_What to do_
Give the listing again exactly, omitting its images.

_Data lines_
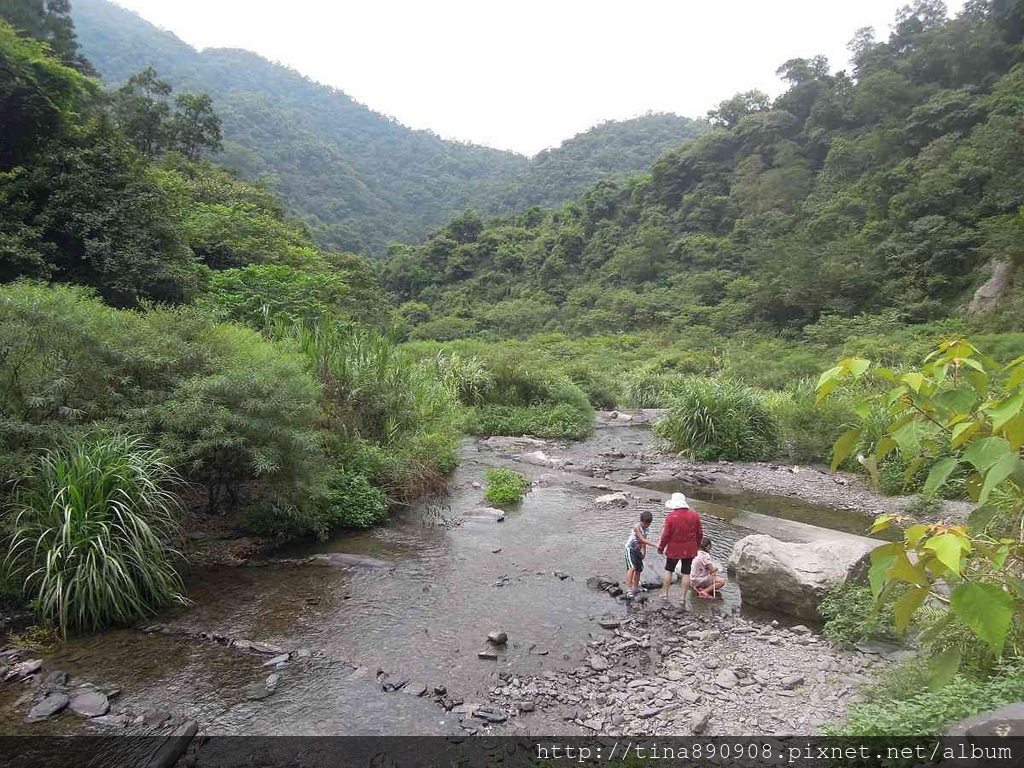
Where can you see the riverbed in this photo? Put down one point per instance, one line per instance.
(406, 608)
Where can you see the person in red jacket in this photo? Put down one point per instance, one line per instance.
(680, 540)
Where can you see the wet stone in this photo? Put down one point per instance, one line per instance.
(90, 705)
(48, 707)
(153, 718)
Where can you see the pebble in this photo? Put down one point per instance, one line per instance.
(90, 705)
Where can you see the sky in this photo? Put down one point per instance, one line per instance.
(525, 75)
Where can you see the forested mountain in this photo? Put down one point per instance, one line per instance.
(357, 178)
(887, 187)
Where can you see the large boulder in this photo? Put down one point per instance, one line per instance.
(791, 578)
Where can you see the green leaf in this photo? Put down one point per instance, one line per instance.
(906, 606)
(963, 432)
(913, 380)
(986, 609)
(939, 474)
(942, 668)
(1013, 430)
(1007, 411)
(957, 400)
(980, 518)
(997, 473)
(845, 445)
(858, 366)
(884, 446)
(882, 559)
(904, 570)
(948, 549)
(984, 453)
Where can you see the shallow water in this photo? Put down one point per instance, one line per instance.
(425, 619)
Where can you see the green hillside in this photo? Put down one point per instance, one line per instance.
(357, 178)
(889, 187)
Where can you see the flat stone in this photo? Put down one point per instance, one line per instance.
(689, 695)
(699, 721)
(25, 669)
(153, 718)
(266, 648)
(257, 692)
(726, 679)
(792, 681)
(876, 647)
(48, 707)
(90, 705)
(110, 721)
(57, 677)
(492, 716)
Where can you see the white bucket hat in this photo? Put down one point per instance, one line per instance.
(678, 501)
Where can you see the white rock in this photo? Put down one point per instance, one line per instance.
(792, 577)
(612, 500)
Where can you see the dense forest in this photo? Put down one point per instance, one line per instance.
(179, 344)
(888, 187)
(356, 178)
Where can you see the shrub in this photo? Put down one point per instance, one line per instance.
(350, 502)
(850, 615)
(926, 713)
(92, 536)
(808, 429)
(715, 419)
(505, 486)
(540, 421)
(647, 388)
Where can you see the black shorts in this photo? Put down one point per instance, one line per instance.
(684, 564)
(634, 560)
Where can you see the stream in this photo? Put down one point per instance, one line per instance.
(448, 577)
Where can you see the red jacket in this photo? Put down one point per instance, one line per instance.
(682, 534)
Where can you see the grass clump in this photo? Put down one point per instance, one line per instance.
(712, 419)
(93, 529)
(505, 486)
(850, 615)
(920, 711)
(540, 421)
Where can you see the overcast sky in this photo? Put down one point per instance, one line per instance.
(525, 75)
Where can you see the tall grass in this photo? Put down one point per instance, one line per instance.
(719, 419)
(92, 534)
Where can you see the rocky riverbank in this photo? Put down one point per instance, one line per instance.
(665, 672)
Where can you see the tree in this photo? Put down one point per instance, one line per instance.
(195, 126)
(958, 412)
(730, 112)
(48, 22)
(142, 112)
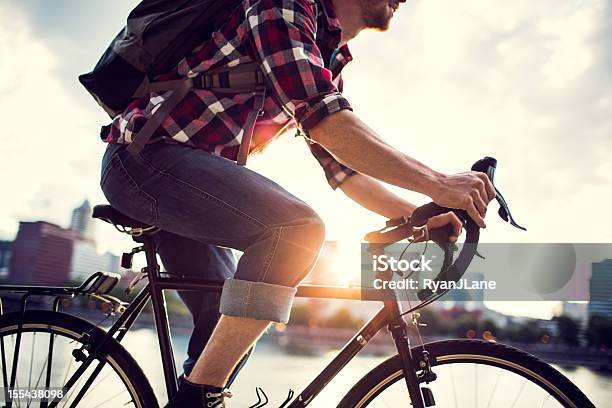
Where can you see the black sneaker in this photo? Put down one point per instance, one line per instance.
(192, 395)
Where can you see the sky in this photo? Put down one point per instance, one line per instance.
(529, 83)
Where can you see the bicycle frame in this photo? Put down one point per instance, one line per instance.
(389, 315)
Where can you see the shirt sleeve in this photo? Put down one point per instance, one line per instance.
(284, 43)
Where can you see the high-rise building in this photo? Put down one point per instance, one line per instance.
(41, 254)
(600, 288)
(5, 256)
(86, 260)
(81, 221)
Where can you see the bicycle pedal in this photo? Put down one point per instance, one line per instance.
(428, 398)
(79, 355)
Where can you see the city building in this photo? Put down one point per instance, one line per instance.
(578, 311)
(41, 254)
(5, 257)
(81, 221)
(86, 260)
(600, 289)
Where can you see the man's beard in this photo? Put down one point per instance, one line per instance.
(376, 14)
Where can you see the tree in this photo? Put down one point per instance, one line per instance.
(568, 330)
(599, 331)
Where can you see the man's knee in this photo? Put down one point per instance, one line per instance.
(305, 235)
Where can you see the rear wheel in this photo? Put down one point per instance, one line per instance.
(48, 341)
(472, 373)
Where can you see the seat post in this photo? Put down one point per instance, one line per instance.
(161, 316)
(150, 256)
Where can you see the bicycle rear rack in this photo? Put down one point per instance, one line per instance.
(97, 286)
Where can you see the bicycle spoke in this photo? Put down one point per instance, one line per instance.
(475, 385)
(519, 393)
(545, 400)
(87, 384)
(499, 374)
(31, 361)
(111, 398)
(74, 387)
(49, 365)
(98, 382)
(15, 381)
(4, 374)
(453, 383)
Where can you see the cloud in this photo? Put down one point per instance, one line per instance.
(46, 135)
(528, 83)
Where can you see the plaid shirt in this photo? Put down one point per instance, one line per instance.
(296, 44)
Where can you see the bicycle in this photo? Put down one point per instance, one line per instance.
(417, 375)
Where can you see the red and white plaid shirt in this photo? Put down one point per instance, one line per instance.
(296, 44)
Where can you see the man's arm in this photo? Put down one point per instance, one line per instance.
(355, 145)
(372, 195)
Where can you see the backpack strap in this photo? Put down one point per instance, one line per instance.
(249, 126)
(240, 78)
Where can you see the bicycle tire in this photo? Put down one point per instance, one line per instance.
(73, 327)
(470, 351)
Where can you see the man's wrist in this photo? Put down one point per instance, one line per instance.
(431, 182)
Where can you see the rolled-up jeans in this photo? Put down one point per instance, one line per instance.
(197, 195)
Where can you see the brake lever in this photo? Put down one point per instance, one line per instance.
(488, 165)
(504, 210)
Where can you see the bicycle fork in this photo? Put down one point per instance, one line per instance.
(399, 331)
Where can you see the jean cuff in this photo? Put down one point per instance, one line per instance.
(256, 300)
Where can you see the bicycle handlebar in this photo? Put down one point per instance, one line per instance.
(402, 228)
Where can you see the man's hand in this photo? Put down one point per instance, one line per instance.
(471, 191)
(444, 219)
(355, 145)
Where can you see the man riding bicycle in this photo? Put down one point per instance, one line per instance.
(186, 181)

_Response for this exercise_
Where can you see the riverbed in this photo? Put down one point per instance, one line per instance.
(406, 608)
Where can you see the person in red jacket in this photo? Put down one point per instance, one line per instance.
(680, 540)
Where can you see the wet stone in this photo? Put down one point per instance, one line per instance.
(90, 705)
(48, 707)
(153, 718)
Where can you see the pebble in this photo? Put down one point per instance, one line per instance.
(90, 705)
Where can you see the sky in this photo? Put down one point per instance, one line per instance.
(525, 75)
Where can you see the forested mountain in this photo? Put down one point per instance, one line per instance.
(357, 178)
(887, 187)
Where can you see the large boulder in this photo? Put down one point per instance, one line per instance.
(791, 578)
Where can you see the green leaf in this photo? Put down one point per instance, one line per instance.
(906, 606)
(963, 432)
(913, 380)
(986, 609)
(939, 474)
(942, 668)
(1013, 430)
(1007, 411)
(957, 400)
(980, 518)
(997, 473)
(845, 445)
(858, 366)
(884, 446)
(882, 559)
(904, 570)
(948, 549)
(984, 453)
Where can you see the shallow water in this photo? Put down one point per instance, one line per instance.
(425, 619)
Where can you see the green hillside in this photo? Put down one point per instance, one line per instance.
(357, 178)
(889, 187)
Where can you see the flat stone in this photo? Put down one point per instance, one line per instance.
(689, 695)
(699, 721)
(25, 669)
(153, 718)
(266, 648)
(257, 692)
(726, 679)
(792, 681)
(876, 647)
(48, 707)
(90, 705)
(110, 721)
(57, 677)
(492, 716)
Where can you see the white bucket hat in this photo? Put down one point per instance, one line per instance.
(678, 501)
Where can you see the white rock in this photo? Put down one point per instance, one line per instance.
(792, 577)
(612, 500)
Where can you see the dense forest in this photo? Put down one point per instance, one line per instance.
(179, 344)
(888, 187)
(356, 178)
Where can you see the shrub in this photo? Put down one point per instance, one line per instance.
(350, 502)
(850, 615)
(926, 713)
(92, 536)
(808, 429)
(715, 419)
(505, 486)
(540, 421)
(647, 388)
Where can you see the black shorts in this photo? Put down one point per instance, one line per instance.
(684, 564)
(634, 560)
Where can you see the stream in this photo? Put down one point per instance, one line per instance.
(448, 577)
Where can you see the red jacket in this photo? Put down one point per instance, one line per instance.
(682, 534)
Where can you see the grass clump in this photo? Put down one point per instance, one line per instance.
(712, 419)
(93, 529)
(505, 486)
(850, 615)
(920, 711)
(540, 421)
Where can you see the overcast sky in this photo? Put down one point per instance, one line per instance.
(525, 75)
Where can you see the tall grass in this photo? Put down one point per instance, one line per instance.
(719, 419)
(92, 534)
Where can you see the rocky riverbank in this photo? Put down one point per instance, one line per instance.
(665, 672)
Where can you see the tree in this photo? Put down one point per instance, one line per instance.
(195, 126)
(958, 412)
(730, 112)
(48, 22)
(142, 112)
Where can you see the black sneaker in this photo? Put down one point per instance, one line per instance.
(192, 395)
Where can you see the sky in this photo? Put down one point per instance, one line per instance.
(529, 83)
Where can you see the bicycle frame in this photo? Put down one point per instance, one line per instance.
(389, 315)
Where can you see the shirt sleeve in this photo? Put down one point per instance, one line per instance.
(284, 43)
Where can you see the high-rise building in this photo? Put down one point per instance, one line per instance.
(41, 254)
(600, 288)
(5, 256)
(86, 260)
(81, 221)
Where can you see the bicycle pedal in this photo? Put down one point per instance, one line per instance.
(428, 398)
(79, 355)
Where can you see the city building in this photo? Put down one point per instance, one line per instance.
(578, 311)
(41, 254)
(5, 257)
(81, 221)
(86, 260)
(600, 289)
Where can you see the man's beard in this photo? Put down one point per instance, one line per instance.
(376, 14)
Where can you see the tree in this photo? Put down one point per instance, one line per instance.
(568, 330)
(599, 331)
Where can you see the man's knee in this photo? Put down one point per instance, one line per instance.
(305, 235)
Where can you see the rear wheel in this photo? Put down one point per instance, one line per instance.
(48, 341)
(472, 373)
Where can you see the seat post in this photo? Put down one point per instance, one line per instance.
(161, 316)
(150, 256)
Where can you see the bicycle rear rack in this photo? Put down one point per instance, one line per instance.
(97, 286)
Where can you see the bicycle spoke in this photo? Put down one point per instance, one line per instance.
(475, 385)
(519, 393)
(545, 400)
(87, 384)
(499, 374)
(31, 361)
(111, 398)
(74, 387)
(49, 365)
(98, 382)
(15, 381)
(4, 374)
(453, 383)
Where can you see the cloud in this photo? Put down one point per instance, one line per instance.
(46, 135)
(528, 83)
Where can you see the plaid shirt in this photo? Put down one point per instance, one line per instance.
(296, 44)
Where can you see the bicycle in this photo? Put down one point per instance, one line per instance.
(417, 375)
Where can you see the red and white plaid shirt in this photo? Put down one point per instance, one line per instance.
(296, 44)
Where can you see the man's arm in this photo? Put down one point per instance, one line per instance.
(355, 145)
(372, 195)
Where can you see the backpack strap in this photo? Put down one point per instance, one line per instance.
(249, 126)
(240, 78)
Where can you see the bicycle tire in this photo? Put down one point per instance, one line per instance.
(73, 327)
(470, 351)
Where can you see the man's wrist in this photo? Put down one point per instance, one line per instance.
(431, 182)
Where can you see the rolled-up jeans in this photo? Put down one point per instance, one line per instance.
(197, 195)
Where can you see the brake lever in this photo? Put down one point per instance, one line per instance.
(488, 165)
(504, 210)
Where can you see the bicycle fork in this photo? Put down one point per instance, one line per instance.
(399, 331)
Where can you see the jean cuff in this photo? Put down one point per instance, one line per instance.
(256, 300)
Where can you see the bicycle handlebar in this photo? Put down one point per instance, one line per instance.
(402, 228)
Where can you see the man's hand in this photo? Put down one point per instance, one line per instance.
(471, 191)
(444, 219)
(355, 145)
Where can you see the man riding bicycle in this photo? Put down one point per instance, one line per instance.
(186, 181)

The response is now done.